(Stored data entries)

┌──

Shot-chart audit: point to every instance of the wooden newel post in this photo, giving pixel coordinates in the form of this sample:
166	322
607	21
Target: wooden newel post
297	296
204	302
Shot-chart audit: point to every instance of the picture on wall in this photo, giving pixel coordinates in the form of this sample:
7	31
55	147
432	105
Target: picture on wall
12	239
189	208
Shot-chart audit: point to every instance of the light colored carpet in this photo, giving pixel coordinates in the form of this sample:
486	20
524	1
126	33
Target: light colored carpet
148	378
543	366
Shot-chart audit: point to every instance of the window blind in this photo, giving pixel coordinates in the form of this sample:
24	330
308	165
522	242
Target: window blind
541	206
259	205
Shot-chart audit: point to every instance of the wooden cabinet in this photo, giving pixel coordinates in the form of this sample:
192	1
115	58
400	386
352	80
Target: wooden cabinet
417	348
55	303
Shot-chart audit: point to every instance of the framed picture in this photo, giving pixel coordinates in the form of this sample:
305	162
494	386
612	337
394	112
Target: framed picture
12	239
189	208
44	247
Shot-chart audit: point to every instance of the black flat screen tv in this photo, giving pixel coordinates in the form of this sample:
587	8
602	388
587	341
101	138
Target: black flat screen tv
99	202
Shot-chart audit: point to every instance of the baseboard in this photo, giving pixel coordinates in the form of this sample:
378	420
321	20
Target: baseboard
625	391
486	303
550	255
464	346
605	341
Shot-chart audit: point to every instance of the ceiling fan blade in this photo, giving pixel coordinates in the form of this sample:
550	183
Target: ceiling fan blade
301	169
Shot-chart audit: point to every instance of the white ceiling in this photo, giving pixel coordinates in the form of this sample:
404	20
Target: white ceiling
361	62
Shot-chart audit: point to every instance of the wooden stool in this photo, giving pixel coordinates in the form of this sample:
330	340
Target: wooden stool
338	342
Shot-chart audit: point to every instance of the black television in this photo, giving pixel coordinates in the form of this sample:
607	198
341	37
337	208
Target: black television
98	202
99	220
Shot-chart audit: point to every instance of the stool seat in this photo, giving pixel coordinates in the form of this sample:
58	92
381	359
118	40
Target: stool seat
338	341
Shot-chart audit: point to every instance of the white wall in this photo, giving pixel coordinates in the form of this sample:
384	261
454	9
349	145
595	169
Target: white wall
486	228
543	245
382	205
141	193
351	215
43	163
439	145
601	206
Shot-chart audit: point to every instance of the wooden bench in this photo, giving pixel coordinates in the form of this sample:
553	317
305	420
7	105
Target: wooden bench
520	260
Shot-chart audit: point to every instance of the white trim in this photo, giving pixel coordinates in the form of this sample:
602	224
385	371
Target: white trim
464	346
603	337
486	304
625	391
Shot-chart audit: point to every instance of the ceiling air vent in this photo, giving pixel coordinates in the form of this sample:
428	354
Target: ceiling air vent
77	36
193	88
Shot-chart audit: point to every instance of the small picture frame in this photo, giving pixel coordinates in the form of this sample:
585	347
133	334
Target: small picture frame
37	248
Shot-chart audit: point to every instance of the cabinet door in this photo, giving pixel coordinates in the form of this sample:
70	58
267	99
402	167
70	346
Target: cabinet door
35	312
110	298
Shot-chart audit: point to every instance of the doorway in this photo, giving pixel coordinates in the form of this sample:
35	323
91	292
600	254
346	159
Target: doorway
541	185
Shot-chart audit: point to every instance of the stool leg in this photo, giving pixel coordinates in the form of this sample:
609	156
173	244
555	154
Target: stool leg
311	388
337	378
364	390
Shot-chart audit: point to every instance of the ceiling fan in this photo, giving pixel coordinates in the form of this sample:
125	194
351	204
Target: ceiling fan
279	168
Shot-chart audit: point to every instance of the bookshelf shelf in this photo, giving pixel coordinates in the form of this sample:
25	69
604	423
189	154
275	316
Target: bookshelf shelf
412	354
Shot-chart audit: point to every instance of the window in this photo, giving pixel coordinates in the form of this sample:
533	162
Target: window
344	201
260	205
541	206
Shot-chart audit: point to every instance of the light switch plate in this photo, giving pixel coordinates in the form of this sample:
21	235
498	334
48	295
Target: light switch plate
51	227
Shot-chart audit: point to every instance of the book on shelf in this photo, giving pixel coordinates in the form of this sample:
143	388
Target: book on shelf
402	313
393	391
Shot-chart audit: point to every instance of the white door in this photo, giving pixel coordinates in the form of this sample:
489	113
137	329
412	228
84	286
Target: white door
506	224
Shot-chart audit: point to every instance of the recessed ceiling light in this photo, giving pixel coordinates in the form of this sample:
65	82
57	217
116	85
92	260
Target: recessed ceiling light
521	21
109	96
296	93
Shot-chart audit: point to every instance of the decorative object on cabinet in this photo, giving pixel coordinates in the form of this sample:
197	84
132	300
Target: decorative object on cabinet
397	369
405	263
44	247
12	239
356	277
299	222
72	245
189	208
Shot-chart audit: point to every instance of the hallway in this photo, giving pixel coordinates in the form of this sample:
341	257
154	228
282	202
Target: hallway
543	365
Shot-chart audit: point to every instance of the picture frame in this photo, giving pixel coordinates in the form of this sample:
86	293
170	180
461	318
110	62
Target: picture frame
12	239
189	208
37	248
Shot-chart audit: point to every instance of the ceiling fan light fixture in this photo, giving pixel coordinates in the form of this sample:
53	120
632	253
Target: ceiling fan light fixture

└──

- DESCRIPTION OF THE TASK:
Among the records, find every line holding the word "fixture" and copy it.

- RESULT OF THIS EXERCISE:
Shot-chart audit: point to every instance of the ceiling fan light fixture in this photo, giving pixel coordinates in the form of this sample:
Target: ceiling fan light fixture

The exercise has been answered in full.